▶ _Written exercise_
Write out exactly, please, the lines from the one containing "the dark car." to the end of the material.

(Items listed in a dataset)
━━━━━━

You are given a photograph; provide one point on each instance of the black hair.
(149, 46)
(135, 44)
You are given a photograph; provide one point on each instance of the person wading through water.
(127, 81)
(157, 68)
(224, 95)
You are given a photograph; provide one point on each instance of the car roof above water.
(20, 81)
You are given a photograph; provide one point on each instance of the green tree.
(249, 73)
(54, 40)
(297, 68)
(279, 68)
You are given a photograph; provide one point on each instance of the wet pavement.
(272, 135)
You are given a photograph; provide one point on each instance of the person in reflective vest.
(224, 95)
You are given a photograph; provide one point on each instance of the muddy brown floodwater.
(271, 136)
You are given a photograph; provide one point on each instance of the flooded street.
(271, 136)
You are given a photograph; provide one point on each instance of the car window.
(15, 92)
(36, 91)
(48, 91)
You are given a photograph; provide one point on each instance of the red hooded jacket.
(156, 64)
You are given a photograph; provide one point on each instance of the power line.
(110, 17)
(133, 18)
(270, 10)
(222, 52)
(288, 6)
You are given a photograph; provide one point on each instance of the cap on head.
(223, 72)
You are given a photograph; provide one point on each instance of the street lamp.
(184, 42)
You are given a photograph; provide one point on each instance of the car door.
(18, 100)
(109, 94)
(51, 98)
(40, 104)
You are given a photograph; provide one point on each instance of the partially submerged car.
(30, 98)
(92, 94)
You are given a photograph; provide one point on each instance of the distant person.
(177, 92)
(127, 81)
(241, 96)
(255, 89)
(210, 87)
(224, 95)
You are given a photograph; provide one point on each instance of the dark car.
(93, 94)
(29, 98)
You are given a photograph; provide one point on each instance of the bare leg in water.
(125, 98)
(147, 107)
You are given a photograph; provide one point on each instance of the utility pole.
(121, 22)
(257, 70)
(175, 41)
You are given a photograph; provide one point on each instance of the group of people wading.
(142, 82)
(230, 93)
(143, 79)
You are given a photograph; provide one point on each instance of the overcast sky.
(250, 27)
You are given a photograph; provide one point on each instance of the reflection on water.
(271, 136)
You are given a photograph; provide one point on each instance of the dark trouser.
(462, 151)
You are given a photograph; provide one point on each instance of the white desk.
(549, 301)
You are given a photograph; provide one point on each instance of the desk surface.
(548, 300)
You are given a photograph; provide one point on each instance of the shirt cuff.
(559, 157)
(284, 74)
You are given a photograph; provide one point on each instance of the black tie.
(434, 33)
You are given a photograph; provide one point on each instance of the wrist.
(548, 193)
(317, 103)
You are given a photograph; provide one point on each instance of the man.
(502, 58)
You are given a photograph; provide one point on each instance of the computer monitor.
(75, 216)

━━━━━━

▶ _Result_
You are given a photograph; provide one point on each instance of the dark car.
(93, 94)
(29, 98)
You are given a photograph; provide one point on each instance of the bare leg in water.
(125, 98)
(147, 107)
You are given a photograph; provide one point on each instance of the utility pole.
(121, 22)
(257, 70)
(175, 41)
You are given a photograph; provide one point on each instance of the group of people wading.
(142, 82)
(230, 93)
(143, 79)
You are given a photograph; provide one point on each instance of the overcast sky.
(250, 27)
You are given a photograph; provide one point on each instance of the reflection on water.
(271, 136)
You are given a photograph; provide one point on each instance of the dark trouser.
(462, 151)
You are given a photograph; provide one point on each instance of the white desk.
(549, 301)
You are given a photograph; provide one point on each instance of the desk surface.
(548, 300)
You are given a photograph; provide one point on each instance of the shirt cuff.
(559, 157)
(284, 74)
You are given a photograph; provide one point on each instance of the black tie.
(434, 33)
You are given a photograph; provide one point on each instance of the wrist.
(548, 193)
(317, 103)
You are given a photograph; provide one point on each instance of the man.
(502, 58)
You are given a photograph; provide one point on each instance of the computer monitor.
(75, 216)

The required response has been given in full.